読む文章
'''
2020年10月に行われた「My葬儀をプロデュース」。葬儀社で勤めた経験を活かし、死や弔いを考えるイベントを展開している。
 
ーー唐溪さんはどんな葬儀が理想だと思われますか?
 
唐溪悦子さん(以下:唐溪):私にとって葬儀とは、区切りをつけるためのものだと思うんです。区切りといっても、「これで終わり」とか「はい、切り替えていきましょう」という意味ではなくて。葬儀という儀式を通過することによって、新たな自分の一面、故人との新たな関係性を見出していくような……。出会い直しのひとつの契機だと思っています。
 
ーー出会い直し、ですか。
 
唐溪:はい。日常を一緒に過ごしていた人を失ったとき、葬儀は、その人が自分にとってどういう存在であったかを振り返る時間、自分の心を見つめ直す時間であってほしい。そこにはこれまでとは違う新たな関係性と呼べるようなものが生まれるのではないかと思っています。単なる「別れ」にはならないというか。
 
そして、やはり悲しみと向き合う時間をしっかり持たなければなかなかそういう段階には進めないのではないでしょうか。必ず出会えるとわかっていても別れは辛いもの。この世で大切な人と会えないという悲しみをきちんと受け止めて、自らが安心して死んでゆける人生ってなんだろうを考えられる葬儀が実現できればいいですよね。
 
ーー確かに大切なことですね。しかし一方で、葬儀というのはなかなか慌ただしいものでもあります。悲しみと向き合う時間は取れるものでしょうか?
 
唐溪:それが、私が葬儀社に入った理由のひとつです。身近な方を無くされているのにも関わらず、喪主という役割はとても気を使う場面が多いですよね。親族や参列者、僧侶にも挨拶をしないといけなかったり。気づけば式は終わっていて、家に帰って一人になった途端悲しみが押し寄せてくるような。そういう事態を避けて、できるだけ遺族の方が自分と向き合える時間を持てる葬儀をつくりたいなと思っていたんです。
 
ーー葬儀社で働いておられたとき、良い葬儀だな……と思う葬儀はありましたか? どんな部分が他とは違ったのでしょうか。
 
唐溪:喪主さんと導師の僧侶との間にすでに関係性が作られている場合は、良い葬儀だなと感じることが多かったと思います。
'''
データ欄
'''
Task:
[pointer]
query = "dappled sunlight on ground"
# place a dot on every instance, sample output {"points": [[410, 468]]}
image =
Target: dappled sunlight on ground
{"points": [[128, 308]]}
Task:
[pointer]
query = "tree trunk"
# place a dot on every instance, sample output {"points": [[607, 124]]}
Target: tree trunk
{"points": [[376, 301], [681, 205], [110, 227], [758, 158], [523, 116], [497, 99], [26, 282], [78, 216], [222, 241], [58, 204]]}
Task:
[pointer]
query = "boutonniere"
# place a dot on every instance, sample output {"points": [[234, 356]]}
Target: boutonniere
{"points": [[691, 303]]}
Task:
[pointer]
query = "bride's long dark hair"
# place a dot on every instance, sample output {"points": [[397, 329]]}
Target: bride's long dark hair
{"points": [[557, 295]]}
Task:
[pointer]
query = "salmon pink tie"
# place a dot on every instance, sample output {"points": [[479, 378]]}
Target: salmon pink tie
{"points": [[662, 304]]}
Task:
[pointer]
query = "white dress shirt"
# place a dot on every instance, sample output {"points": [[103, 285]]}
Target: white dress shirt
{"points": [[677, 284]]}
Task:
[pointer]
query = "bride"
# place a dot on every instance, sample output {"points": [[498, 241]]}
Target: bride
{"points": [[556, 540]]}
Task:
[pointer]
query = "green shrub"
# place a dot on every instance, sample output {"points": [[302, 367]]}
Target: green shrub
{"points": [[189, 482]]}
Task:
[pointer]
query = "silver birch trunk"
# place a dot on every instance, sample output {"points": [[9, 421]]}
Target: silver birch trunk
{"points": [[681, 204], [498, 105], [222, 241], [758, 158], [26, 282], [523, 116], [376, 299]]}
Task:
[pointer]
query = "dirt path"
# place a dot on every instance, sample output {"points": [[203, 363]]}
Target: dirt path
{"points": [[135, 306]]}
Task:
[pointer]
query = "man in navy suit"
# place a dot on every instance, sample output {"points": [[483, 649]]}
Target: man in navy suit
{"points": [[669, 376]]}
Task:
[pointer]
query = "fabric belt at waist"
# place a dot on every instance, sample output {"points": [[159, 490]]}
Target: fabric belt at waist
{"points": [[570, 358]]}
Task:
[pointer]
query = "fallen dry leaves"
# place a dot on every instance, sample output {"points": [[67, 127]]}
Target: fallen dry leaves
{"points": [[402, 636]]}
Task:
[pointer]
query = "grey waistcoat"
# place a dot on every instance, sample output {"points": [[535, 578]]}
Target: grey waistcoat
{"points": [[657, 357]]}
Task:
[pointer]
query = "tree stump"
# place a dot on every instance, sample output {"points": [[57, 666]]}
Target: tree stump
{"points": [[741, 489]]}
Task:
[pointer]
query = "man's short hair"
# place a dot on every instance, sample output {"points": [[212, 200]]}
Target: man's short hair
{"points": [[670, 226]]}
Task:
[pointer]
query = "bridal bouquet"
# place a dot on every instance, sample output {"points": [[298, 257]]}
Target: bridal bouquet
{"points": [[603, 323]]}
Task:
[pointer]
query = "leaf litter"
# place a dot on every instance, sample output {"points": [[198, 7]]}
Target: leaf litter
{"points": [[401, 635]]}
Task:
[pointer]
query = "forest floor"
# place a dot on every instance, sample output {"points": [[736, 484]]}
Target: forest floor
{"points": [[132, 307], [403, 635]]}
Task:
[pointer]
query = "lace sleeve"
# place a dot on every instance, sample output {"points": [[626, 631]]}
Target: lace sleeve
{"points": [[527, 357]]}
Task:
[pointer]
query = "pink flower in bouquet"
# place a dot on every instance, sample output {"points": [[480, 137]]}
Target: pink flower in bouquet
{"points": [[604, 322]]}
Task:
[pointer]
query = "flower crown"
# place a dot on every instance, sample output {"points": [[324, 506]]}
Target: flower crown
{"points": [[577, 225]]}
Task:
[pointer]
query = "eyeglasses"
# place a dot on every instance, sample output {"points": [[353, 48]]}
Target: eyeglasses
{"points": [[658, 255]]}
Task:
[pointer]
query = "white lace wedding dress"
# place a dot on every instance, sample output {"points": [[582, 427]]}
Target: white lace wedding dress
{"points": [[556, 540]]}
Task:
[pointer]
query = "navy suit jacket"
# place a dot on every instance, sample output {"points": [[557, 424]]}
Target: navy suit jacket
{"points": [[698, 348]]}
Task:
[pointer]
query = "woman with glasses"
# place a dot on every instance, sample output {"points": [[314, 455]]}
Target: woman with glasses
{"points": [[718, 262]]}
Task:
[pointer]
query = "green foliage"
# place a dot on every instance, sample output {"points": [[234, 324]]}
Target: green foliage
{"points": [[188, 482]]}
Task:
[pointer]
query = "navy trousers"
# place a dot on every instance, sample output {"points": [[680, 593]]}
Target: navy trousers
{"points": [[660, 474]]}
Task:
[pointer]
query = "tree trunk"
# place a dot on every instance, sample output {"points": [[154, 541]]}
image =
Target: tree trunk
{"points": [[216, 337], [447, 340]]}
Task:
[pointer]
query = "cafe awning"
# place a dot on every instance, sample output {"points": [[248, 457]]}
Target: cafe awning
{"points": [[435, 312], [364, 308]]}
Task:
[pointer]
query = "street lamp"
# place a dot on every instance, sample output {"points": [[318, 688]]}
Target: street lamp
'''
上にある葬儀についてのインタビューの文章を、最後の文の後から続けて書くこと。

僧侶の方と長いお付き合いがある場合、お互いに変な緊張もなく、和やかでありつつピリッとした雰囲気も保たれていました。喪主の方も、「あれをしなきゃ、これは大丈夫かな、焼香の作法はどうだっけ……」といったそわそわ感がなく、ご自分の内面と向き合っておられるような印象を持ちました。
 
私は、葬儀における読経の時間ってとても大切だと思っているんです。その時間だけは、誰に話しかけられることもなく、挨拶の必要もない。良い雰囲気の葬儀だったなと思うとき、最後にご遺族の方に何度か「今日はどんなお気持ちで過ごされましたか?」と、お尋ねしてみたことがあるんです。多くの方が「読経のときはゆっくりと想いを馳せることができました」とか「落ち着く時間でした」という言葉を返してくださったのを覚えています。
 
僧侶の役割、葬儀社の役割
 

 
ーー葬儀における宗教者の役割と葬儀社の役割はそれぞれどのようなものだと思われますか? というのも以前、中小企業の葬儀社さんから、大手と対抗するためには生前予約を取るしかないというお話を伺ったことがあるんです。亡くなられてから葬儀を準備し始めるケースだとどうしても大手に流れてしまうからだそうです。
 
そして、生前予約をされた方にアンケートを取ると、8割の方が「僧侶はいらない」とおっしゃるんだとか。理由は大きく二つです。一つは、宗教行為の意味がわからないし、僧侶の価値もわからないということ。もう一つは、自分の代で僧侶やお寺と関係性を結んでしまうと、子どもたちに迷惑がかかるから、という理由らしいんです。
 
そういった現実があるなかで、葬儀における僧侶の役割ってなんだろうということを、お聞きしてみたいです。
 
唐溪:難しいですね。私もずっと考えていることですが、まだまだ模索中です。葬儀社で働いてみて思ったことですが、葬儀社で働いている者ならではの特権として、いろんな宗派の葬儀を見ることができるという点はあるなと感じていました。
 
葬儀をするまで僧侶やお寺に関わりのなかった方に対して、第三者的な立場からお話ができるというか。本当に単純な「髪が生えていてもいいの?」「肉を食べていいの?」といった質問から、宗派の違いやその理由についてもご説明してきました。それは葬儀社ならではの役割と言えるかもしれません。
 
ーーなるほど。葬儀社さんという、僧侶でもなければ参列者でもない人の存在は独特の立場かもしれませんね。個人的な感触ですが、宗教には物語や歴史のような文脈があると思うんです。そこを背景にした僧侶という存在だからこそ持てる説得力というのもあるのではないでしょうか。
 
唐溪:そうですね。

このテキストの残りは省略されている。